Between sky-high state corporate tax rates, property tax rates, sales and capital gains tax rates, payroll tax rates and costly regulations, the nonprofit Tax Foundation’s just released its list of best and worst states in the nation to conduct business rates New York as dead last at No. 50.
To make things easier, New York Governor Andrew Cuomo (D) launched the Start-Up NY program – a “business friendly” plan to attract entrepreneurs to New York with a fetching series of new TV commercials aired across the country that promise a “Move here… and pay no taxes for 10 years” tag line – until you look at the fine print.
The advertisement states:
“The new New York is open. Open to innovation. Open to ambition. Open to bold ideas. That’s why New York has a new plan. Dozens of tax-free zones all across the state. Move here, expand here or start a new business here, and pay no taxes for 10 years. We’re New York. If there’s something that creates more jobs and grows more businesses, we’re open to it.”
The carefully worded script doesn’t actually guarantee 100 percent tax-free status and leads with this statement on the Start-Up NY website:
“Relocate to or expand within New York State, align with a college or university’s academic mission, create new jobs and contribute to the economic development of the local community.”
In addition, the program does not apply to a broad range of business categories including
- Retail and wholesale businesses
- Restaurants
- Law and accounting firms
- Medical or dental practices
- Real estate management companies
- Real Estate brokers
- Hospitality
- Retail banking
- Utilities and energy production
The program also provides no relief on business, environmental and labor regulations that drive up the costs of doing business in the state according to Iain Murray, vice president of strategy at the Competitive Enterprise Institute.
“There will be some businesses for whom margins are tight enough to allow them to start up with the tax relief rather than without it, but nowhere near the number if government really did get out of the way and allow real regulatory relief for them,” Murray told Newsmax.

Items from a data source:
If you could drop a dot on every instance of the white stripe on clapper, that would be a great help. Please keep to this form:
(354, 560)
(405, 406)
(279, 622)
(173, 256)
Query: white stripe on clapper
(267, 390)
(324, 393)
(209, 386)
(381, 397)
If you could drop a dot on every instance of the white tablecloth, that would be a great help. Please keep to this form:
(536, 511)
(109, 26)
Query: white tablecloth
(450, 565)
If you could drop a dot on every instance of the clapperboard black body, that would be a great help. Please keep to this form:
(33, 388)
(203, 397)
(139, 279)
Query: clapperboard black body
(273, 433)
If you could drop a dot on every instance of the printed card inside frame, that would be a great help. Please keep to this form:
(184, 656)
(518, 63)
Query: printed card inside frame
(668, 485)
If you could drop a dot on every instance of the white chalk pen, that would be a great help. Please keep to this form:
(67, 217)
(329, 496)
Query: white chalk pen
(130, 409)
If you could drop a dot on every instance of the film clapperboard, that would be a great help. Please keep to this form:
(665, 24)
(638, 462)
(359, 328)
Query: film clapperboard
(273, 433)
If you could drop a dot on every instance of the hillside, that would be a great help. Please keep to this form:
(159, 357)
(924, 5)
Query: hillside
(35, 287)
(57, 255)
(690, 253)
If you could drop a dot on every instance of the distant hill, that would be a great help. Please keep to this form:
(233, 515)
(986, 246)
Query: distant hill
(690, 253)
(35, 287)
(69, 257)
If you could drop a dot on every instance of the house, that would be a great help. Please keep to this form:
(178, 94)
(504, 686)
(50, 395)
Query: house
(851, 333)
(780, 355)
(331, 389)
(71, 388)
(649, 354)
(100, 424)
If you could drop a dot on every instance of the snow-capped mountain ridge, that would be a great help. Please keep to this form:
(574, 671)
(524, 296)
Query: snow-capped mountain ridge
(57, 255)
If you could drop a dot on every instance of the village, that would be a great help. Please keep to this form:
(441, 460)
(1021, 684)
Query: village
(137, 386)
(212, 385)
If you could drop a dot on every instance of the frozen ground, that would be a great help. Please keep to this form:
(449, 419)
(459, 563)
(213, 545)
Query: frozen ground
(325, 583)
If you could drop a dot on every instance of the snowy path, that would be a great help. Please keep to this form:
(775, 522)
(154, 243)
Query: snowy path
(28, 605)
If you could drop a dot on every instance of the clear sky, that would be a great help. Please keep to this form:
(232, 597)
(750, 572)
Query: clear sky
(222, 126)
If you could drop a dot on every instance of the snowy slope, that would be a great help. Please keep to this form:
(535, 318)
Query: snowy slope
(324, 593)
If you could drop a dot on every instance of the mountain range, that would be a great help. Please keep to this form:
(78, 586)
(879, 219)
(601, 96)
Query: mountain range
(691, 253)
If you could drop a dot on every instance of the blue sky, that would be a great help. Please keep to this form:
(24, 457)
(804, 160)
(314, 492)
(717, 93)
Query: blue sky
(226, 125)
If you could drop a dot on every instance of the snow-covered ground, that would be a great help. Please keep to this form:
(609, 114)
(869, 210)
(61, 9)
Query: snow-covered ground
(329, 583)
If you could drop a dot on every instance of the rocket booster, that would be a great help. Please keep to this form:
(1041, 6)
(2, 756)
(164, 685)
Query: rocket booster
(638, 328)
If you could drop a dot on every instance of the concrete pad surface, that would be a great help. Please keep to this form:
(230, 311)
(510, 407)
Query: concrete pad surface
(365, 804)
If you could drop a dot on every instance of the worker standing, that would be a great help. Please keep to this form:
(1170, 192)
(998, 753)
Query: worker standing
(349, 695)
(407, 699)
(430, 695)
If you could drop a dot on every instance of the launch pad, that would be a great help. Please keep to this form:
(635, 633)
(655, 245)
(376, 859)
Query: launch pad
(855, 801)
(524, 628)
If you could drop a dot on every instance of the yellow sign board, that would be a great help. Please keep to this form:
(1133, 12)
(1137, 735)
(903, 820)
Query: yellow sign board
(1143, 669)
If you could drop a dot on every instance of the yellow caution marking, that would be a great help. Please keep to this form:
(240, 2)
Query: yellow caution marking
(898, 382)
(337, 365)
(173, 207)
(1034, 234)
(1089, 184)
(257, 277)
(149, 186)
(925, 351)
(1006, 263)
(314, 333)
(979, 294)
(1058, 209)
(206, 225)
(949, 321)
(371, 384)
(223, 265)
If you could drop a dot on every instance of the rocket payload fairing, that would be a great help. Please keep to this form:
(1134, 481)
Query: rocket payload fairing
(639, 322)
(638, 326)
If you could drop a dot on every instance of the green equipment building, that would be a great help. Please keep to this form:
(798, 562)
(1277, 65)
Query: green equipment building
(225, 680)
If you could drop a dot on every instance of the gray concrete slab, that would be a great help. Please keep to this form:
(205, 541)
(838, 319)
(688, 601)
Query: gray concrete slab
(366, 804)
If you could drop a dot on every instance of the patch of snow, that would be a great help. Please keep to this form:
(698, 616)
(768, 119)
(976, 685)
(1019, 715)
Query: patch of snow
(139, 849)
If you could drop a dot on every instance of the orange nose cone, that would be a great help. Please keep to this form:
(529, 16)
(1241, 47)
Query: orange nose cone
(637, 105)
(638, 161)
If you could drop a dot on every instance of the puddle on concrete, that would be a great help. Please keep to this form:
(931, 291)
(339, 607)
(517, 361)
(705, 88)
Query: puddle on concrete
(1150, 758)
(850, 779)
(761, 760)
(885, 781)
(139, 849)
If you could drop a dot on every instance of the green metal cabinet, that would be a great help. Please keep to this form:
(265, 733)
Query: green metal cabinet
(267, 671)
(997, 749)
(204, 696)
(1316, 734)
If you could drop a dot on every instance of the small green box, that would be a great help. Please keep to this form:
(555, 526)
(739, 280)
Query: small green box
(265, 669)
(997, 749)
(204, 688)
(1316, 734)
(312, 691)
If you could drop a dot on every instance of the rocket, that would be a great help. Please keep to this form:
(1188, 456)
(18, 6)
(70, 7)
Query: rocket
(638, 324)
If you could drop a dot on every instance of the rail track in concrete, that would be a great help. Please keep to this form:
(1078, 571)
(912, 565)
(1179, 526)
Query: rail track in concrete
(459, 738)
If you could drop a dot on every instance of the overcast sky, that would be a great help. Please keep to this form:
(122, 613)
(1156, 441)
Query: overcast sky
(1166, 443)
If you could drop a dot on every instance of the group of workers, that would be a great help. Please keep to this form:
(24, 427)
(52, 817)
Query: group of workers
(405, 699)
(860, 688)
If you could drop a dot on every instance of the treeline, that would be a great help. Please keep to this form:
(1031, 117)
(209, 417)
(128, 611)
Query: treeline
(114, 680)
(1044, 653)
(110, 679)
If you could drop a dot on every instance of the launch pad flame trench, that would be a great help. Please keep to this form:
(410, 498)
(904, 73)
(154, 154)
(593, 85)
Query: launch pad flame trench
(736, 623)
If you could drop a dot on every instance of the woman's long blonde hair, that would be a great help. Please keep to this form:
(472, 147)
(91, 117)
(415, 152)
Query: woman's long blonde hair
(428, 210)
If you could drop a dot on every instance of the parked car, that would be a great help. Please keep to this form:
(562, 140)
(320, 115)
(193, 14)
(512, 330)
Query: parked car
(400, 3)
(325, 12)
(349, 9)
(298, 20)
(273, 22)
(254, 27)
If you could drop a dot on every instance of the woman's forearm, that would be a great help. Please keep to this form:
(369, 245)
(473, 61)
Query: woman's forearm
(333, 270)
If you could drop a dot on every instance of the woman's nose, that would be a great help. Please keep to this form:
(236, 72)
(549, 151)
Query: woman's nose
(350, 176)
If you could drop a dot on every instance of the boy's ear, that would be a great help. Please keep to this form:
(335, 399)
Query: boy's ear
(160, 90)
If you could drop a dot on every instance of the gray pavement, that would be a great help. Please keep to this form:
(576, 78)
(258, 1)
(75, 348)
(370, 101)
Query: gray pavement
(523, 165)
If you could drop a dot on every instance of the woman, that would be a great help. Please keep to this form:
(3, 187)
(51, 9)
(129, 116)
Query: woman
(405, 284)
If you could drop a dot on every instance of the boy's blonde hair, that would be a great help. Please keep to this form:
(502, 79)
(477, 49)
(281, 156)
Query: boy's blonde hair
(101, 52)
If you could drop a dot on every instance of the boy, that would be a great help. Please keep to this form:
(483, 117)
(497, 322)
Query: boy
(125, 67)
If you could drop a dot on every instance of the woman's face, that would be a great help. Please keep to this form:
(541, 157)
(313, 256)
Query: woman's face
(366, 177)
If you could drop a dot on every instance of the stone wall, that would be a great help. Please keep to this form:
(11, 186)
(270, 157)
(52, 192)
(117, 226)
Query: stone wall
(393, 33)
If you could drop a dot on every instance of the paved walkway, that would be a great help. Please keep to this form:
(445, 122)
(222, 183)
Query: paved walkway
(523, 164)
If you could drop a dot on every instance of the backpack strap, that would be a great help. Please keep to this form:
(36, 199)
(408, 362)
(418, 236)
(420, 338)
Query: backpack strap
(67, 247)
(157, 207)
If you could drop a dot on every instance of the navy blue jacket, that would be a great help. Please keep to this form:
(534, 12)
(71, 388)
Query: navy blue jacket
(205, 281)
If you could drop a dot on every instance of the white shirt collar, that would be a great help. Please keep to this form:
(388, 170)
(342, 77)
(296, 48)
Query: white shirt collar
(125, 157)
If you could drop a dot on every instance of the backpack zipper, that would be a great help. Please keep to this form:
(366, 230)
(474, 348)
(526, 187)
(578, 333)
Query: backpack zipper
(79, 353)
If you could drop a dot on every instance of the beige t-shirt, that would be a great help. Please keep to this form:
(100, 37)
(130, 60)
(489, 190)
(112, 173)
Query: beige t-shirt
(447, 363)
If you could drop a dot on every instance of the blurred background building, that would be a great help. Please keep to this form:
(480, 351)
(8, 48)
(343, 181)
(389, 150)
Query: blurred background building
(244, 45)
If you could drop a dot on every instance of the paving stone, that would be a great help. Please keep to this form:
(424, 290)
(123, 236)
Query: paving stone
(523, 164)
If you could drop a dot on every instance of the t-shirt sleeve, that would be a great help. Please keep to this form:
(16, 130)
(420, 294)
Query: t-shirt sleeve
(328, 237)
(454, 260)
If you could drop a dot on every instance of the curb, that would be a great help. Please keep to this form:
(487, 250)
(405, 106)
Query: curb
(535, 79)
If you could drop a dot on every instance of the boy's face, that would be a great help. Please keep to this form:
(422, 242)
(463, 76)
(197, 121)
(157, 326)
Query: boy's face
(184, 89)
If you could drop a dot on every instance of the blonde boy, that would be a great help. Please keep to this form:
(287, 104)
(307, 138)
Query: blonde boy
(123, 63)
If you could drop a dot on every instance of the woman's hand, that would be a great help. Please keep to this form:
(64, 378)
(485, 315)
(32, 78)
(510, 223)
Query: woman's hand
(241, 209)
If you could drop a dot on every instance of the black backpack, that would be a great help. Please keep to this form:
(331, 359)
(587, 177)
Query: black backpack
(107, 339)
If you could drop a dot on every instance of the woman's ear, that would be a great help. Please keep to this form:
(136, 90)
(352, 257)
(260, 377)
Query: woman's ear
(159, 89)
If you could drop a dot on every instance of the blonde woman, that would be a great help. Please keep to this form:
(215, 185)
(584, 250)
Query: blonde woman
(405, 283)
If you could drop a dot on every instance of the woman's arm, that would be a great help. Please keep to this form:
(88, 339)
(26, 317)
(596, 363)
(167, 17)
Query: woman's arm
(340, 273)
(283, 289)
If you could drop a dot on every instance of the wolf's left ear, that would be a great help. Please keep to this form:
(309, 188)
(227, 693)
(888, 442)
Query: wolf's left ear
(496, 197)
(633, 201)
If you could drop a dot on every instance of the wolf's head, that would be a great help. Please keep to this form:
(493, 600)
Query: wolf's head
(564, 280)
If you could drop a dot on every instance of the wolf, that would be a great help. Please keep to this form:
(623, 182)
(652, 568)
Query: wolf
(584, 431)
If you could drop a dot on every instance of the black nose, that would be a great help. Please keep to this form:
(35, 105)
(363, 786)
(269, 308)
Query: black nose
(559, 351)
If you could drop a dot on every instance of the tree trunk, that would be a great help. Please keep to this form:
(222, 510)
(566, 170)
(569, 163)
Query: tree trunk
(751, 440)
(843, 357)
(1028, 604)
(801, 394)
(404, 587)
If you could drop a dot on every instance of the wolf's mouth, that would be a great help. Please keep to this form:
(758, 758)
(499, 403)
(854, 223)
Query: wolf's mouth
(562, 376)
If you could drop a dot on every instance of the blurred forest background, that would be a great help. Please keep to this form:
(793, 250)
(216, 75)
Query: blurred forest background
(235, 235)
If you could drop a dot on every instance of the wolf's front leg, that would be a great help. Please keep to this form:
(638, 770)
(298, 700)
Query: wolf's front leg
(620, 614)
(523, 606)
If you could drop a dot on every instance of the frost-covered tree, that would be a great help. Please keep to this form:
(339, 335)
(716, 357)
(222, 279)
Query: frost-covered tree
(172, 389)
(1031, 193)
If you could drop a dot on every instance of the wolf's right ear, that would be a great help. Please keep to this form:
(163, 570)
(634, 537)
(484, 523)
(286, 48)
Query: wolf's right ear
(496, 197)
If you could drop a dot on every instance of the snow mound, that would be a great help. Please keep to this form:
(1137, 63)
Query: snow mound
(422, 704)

__Tasks to carry out__
**1)** In the passage on New York's Start-Up NY program, where does the Tax Foundation's list rank New York among the states for doing business?
**2)** Extend the passage on New York's Start-Up NY program by writing a few more sentences that pick up after its final quotation.
You can ignore the lines; nothing here depends on them.

__Numbered answers__
**1)** Dead last, at No. 50.

**2)**
To punctuate just how blind Start-Up NY authors are to the regulatory burden that remains on businesses despite the 10-year respite on state income, sales and other taxes is a section on the website that allows those entrepreneurs considering the plan with information on “98 state government agencies” that businesses will need to heed in the state.
These agencies range from the nest of bureaucrats who run the Department of Civil Service and the Department of Environmental Conservation to the Departments of Financial Services, Health and Labor.
What’s more, there is no guarantee that Start-Up NY business employees will be free and clear of taxes for the full 10 years. For higher income earners, income tax relief will be phased out after five years and will only apply to a limited number of employees at each business.
“There is an annual cap per business on the number of employees that qualify for this exemption and an annual cap statewide of 10,000 net new jobs,” the Start-Up NY site says.
Finally, the Start-Up NY “tax free” scheme is not binding on future governors or state legislatures. Once businesses put down roots in New York State, they would be hard pressed to pull up stakes and move to another state if the state amends or repeals the Start-Up NY program.